Look for "cumulus" in the listing below. Gather each line that contains it.
━━━ Data records ━━━
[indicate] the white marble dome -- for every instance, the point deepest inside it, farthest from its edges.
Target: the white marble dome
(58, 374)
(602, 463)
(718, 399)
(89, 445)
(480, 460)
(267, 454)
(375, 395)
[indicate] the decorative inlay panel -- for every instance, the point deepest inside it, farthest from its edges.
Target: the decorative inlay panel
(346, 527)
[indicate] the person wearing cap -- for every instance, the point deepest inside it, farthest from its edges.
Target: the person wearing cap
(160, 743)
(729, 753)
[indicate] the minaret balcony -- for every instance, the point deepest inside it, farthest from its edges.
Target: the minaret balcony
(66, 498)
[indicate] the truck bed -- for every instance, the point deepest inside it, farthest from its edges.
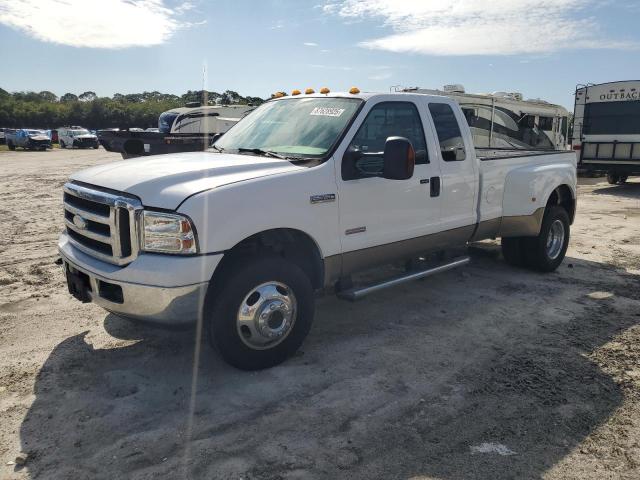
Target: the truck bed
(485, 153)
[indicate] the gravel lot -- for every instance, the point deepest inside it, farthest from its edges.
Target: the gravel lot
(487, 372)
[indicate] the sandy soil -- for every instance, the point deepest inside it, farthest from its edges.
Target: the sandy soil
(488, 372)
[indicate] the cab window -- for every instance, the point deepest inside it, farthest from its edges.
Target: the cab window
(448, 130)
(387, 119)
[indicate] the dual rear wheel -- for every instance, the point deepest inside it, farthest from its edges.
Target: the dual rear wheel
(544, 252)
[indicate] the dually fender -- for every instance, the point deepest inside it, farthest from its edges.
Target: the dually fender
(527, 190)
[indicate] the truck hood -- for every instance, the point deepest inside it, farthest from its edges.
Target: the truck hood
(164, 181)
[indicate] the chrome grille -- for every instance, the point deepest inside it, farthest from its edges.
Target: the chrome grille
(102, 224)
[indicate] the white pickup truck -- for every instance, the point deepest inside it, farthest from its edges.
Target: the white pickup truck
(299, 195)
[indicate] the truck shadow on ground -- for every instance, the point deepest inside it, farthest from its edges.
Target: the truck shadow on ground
━━━
━━━ Data records ━━━
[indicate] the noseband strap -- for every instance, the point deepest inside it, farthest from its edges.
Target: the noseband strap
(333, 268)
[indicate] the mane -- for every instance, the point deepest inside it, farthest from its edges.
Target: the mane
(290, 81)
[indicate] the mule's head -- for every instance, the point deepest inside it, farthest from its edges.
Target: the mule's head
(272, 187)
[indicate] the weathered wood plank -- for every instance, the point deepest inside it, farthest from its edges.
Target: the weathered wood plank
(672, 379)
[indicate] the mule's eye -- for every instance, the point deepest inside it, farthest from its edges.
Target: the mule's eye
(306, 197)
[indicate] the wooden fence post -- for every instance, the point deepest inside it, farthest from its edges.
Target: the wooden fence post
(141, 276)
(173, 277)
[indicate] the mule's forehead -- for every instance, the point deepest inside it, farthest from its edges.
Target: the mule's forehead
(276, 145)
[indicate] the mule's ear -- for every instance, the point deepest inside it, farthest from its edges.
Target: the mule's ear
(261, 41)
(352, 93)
━━━
━━━ Data records ━━━
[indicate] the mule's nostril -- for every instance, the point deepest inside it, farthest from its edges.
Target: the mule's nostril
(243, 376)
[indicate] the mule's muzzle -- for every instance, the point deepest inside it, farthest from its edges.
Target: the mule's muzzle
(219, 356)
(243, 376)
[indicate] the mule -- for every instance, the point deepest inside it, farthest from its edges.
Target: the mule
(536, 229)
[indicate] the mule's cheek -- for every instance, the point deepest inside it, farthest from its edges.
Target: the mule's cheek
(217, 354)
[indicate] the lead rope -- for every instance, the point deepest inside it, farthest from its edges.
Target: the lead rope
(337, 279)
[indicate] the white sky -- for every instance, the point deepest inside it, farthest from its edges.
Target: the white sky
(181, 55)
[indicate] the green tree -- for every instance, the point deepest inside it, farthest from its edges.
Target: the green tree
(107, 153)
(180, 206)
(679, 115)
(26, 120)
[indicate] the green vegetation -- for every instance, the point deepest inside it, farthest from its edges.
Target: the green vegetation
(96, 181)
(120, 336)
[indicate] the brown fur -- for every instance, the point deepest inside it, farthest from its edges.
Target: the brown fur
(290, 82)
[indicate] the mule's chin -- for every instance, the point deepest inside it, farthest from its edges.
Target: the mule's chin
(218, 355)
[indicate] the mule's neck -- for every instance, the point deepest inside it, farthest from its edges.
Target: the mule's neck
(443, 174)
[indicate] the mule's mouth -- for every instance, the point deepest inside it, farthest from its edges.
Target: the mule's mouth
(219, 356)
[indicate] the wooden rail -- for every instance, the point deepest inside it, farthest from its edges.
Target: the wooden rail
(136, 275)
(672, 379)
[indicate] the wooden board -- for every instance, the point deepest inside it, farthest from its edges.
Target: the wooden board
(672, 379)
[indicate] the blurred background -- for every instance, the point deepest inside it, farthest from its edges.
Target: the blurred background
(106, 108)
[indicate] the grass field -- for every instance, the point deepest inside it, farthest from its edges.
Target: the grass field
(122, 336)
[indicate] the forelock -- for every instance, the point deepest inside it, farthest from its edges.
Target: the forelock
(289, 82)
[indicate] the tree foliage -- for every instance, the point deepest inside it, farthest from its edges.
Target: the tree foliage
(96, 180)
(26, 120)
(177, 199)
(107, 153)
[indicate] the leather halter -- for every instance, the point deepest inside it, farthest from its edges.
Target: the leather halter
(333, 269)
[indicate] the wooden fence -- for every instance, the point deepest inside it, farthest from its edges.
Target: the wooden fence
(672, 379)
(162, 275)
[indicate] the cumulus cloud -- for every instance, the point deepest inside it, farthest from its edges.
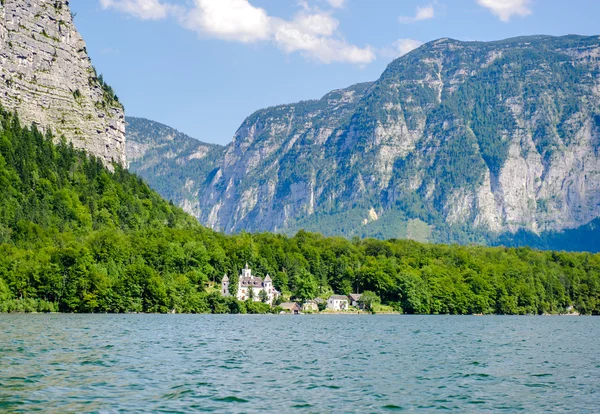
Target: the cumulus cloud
━━━
* **Written solution**
[indicate] the cumulus cloud -- for every instance, the point deepest inside it, farthest from its edges.
Target: the cumulus cloud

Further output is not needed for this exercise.